#### [CONSIGNE]
D'après l'extrait étudié, avec qui D.C. a-t-il un projet de série à gags ?

#### [EXTRAIT ÉTUDIÉ]
◆ ◆ ◆

C’est un projet que nous faisons simplement pour le plaisir et c’est Dupuis qui est maintenant demandeur.
J’ai d’autres projets personnels mais j’y travaille quand j’en ai le loisir, sans impératif de production.
D’autres projets personnels : pouvez-vous préciser ? Vous qui avez beaucoup œuvré avec Yann, que pensez-vous de ses propres derniers albums, dont les « Spirou »… Et pourquoi ne pas reproposer un album HS avec lui ?
D.C. : J’ai un projet de série à gags avec Jerry Frissen, qui vit aussi à Los Angeles.
Le gag en une page est une discipline que je n’ai jamais tenté auparavant et c’est très intéressant. Mon problème est bien entendu de trouver le temps et l’énergie pour réaliser tout cela.

◆ ◆ ◆

#### [LIGNES DE DONNÉES]
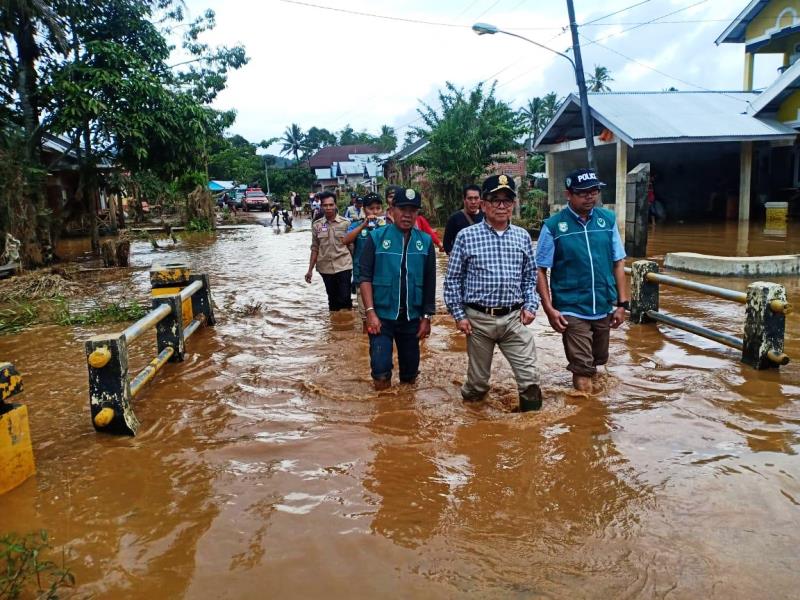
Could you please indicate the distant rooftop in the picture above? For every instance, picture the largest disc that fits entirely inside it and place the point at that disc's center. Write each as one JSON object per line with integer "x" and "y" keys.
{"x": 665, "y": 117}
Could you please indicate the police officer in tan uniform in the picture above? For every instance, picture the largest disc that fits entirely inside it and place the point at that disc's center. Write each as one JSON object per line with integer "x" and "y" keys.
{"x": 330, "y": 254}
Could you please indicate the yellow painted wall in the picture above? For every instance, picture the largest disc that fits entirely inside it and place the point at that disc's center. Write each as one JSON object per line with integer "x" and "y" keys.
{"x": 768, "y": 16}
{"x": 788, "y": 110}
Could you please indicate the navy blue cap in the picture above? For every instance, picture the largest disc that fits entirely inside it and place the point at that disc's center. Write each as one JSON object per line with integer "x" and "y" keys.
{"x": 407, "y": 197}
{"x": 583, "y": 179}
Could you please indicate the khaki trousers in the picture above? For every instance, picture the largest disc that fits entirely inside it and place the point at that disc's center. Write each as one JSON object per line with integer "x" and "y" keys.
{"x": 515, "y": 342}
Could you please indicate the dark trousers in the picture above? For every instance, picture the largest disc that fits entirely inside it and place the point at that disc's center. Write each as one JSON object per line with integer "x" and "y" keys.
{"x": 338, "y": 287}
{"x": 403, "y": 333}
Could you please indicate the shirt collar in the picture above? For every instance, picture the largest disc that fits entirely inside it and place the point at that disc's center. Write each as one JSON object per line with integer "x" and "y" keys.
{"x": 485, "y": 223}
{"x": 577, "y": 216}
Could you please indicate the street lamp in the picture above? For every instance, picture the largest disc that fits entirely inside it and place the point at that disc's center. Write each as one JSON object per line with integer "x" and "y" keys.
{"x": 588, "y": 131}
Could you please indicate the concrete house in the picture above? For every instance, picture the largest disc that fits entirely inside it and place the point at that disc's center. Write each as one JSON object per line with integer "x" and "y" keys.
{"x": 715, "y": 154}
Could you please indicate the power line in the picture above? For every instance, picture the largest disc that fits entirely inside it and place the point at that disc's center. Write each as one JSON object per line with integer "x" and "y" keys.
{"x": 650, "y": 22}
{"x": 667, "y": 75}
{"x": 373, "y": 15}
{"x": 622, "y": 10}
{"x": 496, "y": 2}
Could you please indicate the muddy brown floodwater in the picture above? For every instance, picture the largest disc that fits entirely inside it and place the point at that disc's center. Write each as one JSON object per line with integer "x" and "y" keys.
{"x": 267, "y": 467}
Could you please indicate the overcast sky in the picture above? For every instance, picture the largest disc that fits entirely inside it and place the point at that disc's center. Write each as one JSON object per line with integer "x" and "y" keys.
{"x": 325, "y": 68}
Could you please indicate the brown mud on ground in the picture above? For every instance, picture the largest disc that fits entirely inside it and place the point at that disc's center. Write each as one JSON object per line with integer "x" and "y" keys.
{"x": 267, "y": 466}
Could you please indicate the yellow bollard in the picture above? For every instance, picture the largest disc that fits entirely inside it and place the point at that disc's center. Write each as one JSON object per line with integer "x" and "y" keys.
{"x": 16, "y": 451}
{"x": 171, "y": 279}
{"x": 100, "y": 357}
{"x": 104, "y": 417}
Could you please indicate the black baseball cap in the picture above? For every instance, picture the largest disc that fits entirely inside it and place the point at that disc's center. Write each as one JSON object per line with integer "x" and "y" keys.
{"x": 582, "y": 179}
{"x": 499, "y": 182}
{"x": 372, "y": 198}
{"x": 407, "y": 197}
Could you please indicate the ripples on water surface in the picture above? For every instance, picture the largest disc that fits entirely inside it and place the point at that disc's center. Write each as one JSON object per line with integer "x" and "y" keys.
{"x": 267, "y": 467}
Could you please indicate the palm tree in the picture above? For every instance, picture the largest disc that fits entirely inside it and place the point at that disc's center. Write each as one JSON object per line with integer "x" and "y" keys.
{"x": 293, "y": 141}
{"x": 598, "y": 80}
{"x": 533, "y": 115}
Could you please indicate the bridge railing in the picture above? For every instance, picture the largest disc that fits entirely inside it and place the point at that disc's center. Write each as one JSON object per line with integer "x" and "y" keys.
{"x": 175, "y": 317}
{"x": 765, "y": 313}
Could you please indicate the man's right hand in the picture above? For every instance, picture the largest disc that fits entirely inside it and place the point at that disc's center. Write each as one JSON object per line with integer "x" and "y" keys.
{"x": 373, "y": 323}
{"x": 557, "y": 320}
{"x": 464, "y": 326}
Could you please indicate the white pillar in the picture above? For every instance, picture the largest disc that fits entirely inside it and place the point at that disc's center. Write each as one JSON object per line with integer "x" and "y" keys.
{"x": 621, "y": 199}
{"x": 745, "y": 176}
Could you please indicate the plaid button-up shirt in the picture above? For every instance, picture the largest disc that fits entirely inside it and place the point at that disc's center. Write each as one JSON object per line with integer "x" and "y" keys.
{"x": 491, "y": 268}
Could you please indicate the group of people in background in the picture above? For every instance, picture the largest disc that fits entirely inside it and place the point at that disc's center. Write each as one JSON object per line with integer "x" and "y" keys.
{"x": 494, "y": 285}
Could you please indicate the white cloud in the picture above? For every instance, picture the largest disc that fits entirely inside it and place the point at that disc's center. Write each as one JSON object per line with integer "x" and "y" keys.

◆ ◆ ◆

#### [RÉPONSE ATTENDUE]
Avec Jerry Frissen, qui vit aussi à Los Angeles.